■ Consigne ■
Citez sans rien changer le passage du texte compris entre « Il y a trois » et « rater en Israël. », ces deux extrémités incluses.

■ Texte à analyser ■
Pour la première fois depuis la guerre du Golfe, soit depuis 21 ans, c’est le retour des bombardements sur Tel-Aviv, et Jérusalem est la cible de tirs de roquettes pour la première fois depuis 1970.
Il y a trois semaines je suis allée à New York pour la première fois de ma vie. À l’atterrissage, on m’a informée que la tempête annoncée serait pire que ce que les premières estimations laissaient présager. En regardant les infos ce soir-là dans un appartement que je louais à Jamaïca, dans le quartier de Brooklyn, je me suis rendu compte que je n’allais pas pouvoir rester. Du coup, cinq heures de course contre la montre en voiture, avec Sandy sur les talons, roulant in extremis sur des routes bientôt barrées l’une après l’autre, pour atteindre le Maine. En revenant à New York la semaine suivante, je pensais que le pire était derrière moi. J’ai fréquenté les musées, regardé les élections américaines dans un bar LGBT ambiance cabaret de Christopher Street, pris de belles photos automnales, dans la douce ignorance de ce que j’étais en train de rater en Israël.

■ Extraits des lignes ■

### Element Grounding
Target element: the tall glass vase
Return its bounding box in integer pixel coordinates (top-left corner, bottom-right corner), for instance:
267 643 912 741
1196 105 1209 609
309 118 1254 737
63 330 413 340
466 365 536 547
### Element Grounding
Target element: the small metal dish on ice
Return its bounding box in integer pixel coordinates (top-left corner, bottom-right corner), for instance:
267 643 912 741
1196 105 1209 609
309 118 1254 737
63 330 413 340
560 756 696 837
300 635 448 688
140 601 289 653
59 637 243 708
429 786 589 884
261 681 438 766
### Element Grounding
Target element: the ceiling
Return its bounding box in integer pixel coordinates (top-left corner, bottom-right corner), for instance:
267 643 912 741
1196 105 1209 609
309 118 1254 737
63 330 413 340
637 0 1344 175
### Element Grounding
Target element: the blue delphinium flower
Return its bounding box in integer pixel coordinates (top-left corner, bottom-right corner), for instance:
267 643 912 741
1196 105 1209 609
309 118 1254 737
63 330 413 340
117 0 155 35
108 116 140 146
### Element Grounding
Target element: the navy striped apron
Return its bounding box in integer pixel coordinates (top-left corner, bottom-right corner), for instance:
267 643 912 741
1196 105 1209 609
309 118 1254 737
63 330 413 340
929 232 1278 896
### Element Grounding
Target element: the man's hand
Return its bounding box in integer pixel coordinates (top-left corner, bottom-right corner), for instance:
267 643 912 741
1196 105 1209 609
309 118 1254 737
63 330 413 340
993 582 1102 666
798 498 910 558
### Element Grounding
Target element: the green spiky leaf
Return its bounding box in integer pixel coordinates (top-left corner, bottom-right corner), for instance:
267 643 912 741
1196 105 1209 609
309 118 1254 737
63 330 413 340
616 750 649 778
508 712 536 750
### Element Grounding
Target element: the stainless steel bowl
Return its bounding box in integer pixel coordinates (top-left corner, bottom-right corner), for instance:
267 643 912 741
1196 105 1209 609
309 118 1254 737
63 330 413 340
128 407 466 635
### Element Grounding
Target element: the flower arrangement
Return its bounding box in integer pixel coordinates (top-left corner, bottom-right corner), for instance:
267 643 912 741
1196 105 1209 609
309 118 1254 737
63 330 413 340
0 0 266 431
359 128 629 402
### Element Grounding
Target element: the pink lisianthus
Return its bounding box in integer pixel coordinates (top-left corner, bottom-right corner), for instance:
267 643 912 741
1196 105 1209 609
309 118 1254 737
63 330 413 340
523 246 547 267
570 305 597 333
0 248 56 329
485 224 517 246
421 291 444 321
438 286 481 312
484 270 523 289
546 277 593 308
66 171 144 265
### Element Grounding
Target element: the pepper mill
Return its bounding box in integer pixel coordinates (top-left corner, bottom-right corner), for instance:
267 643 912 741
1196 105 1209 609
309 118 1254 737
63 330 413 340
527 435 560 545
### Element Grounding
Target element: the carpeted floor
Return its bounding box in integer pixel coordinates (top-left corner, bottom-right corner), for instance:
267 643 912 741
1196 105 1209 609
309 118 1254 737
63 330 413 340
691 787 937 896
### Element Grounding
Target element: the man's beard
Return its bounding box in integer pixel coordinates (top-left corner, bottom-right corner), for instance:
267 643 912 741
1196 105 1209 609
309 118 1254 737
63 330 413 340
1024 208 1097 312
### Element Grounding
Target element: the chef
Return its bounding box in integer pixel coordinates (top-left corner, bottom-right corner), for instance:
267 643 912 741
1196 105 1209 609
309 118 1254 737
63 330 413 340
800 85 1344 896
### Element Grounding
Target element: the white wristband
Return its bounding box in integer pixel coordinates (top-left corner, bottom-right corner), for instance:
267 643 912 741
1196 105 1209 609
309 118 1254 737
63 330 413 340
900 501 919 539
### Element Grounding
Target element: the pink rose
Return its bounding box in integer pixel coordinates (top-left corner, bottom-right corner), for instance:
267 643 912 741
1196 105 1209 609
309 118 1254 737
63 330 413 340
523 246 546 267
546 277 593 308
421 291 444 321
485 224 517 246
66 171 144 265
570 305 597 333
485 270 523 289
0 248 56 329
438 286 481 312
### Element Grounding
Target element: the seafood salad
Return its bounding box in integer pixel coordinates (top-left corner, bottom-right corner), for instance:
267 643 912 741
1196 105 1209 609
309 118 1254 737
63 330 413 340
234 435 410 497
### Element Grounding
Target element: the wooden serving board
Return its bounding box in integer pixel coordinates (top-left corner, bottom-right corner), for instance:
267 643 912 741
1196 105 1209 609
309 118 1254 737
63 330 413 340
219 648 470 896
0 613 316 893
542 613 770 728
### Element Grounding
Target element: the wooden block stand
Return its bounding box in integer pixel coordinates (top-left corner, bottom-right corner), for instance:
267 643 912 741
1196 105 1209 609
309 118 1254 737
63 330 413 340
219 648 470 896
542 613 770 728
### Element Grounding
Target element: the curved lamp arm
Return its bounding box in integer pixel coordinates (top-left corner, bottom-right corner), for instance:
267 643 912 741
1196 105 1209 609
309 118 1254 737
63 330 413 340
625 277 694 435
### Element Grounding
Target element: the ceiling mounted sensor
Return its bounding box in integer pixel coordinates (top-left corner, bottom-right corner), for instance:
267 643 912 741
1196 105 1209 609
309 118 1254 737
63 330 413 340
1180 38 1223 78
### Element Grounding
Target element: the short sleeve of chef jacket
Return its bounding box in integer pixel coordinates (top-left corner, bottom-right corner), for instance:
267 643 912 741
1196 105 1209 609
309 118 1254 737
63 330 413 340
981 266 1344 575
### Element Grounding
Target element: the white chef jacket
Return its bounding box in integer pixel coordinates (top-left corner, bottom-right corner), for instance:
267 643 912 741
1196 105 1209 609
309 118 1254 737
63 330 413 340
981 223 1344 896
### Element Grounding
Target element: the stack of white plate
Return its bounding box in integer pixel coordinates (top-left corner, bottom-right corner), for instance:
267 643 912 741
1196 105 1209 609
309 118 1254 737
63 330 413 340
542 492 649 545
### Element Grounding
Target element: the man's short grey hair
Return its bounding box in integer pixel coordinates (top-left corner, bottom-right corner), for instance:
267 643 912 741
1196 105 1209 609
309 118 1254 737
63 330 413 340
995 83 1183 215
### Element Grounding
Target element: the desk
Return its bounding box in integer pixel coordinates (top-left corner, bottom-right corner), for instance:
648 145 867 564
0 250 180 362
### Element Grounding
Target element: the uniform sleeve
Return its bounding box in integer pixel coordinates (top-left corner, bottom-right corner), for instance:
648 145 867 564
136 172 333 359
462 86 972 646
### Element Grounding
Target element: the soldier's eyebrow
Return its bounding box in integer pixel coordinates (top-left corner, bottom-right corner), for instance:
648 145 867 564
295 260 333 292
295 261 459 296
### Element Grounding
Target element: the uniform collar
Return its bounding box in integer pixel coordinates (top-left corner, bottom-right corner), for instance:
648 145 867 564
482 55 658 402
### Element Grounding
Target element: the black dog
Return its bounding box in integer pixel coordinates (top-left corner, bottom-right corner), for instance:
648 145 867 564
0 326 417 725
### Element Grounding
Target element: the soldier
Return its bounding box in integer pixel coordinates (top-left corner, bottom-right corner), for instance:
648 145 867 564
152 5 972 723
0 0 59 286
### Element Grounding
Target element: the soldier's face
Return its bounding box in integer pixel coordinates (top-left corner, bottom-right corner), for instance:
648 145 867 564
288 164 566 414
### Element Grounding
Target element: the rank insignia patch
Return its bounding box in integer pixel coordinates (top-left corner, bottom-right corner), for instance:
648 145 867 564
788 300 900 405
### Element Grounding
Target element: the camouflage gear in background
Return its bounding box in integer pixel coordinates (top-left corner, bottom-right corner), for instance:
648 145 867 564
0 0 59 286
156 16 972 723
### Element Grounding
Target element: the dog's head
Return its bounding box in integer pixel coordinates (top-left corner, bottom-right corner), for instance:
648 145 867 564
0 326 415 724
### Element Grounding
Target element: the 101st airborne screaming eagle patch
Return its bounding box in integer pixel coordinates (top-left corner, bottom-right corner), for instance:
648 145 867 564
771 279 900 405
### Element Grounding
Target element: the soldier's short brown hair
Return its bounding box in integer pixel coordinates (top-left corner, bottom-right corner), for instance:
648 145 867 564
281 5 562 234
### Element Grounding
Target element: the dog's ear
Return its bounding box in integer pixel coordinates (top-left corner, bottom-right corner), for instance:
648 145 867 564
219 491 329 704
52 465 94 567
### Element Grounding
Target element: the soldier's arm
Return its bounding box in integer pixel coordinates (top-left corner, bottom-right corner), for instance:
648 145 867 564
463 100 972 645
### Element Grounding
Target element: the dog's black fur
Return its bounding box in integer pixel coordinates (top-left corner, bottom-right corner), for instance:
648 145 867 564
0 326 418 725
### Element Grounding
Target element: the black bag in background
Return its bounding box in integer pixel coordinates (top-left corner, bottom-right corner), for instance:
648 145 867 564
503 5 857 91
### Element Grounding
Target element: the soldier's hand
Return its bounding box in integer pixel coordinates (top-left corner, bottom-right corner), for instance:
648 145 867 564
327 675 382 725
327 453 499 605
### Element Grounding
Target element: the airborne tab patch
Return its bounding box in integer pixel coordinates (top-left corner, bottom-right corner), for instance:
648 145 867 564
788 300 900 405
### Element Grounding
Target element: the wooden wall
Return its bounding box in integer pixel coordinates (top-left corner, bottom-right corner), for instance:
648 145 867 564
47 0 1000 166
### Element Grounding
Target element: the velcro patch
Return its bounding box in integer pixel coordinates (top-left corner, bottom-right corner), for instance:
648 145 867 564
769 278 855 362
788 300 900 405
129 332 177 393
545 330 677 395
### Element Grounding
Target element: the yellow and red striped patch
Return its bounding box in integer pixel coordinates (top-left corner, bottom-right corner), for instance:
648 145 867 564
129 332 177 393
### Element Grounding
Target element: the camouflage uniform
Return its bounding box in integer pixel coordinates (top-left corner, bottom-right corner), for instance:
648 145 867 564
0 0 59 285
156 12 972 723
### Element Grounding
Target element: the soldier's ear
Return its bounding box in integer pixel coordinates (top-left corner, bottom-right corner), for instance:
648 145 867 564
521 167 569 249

■ Corrigé ■
Il y a trois semaines je suis allée à New York pour la première fois de ma vie. À l’atterrissage, on m’a informée que la tempête annoncée serait pire que ce que les premières estimations laissaient présager. En regardant les infos ce soir-là dans un appartement que je louais à Jamaïca, dans le quartier de Brooklyn, je me suis rendu compte que je n’allais pas pouvoir rester. Du coup, cinq heures de course contre la montre en voiture, avec Sandy sur les talons, roulant in extremis sur des routes bientôt barrées l’une après l’autre, pour atteindre le Maine. En revenant à New York la semaine suivante, je pensais que le pire était derrière moi. J’ai fréquenté les musées, regardé les élections américaines dans un bar LGBT ambiance cabaret de Christopher Street, pris de belles photos automnales, dans la douce ignorance de ce que j’étais en train de rater en Israël.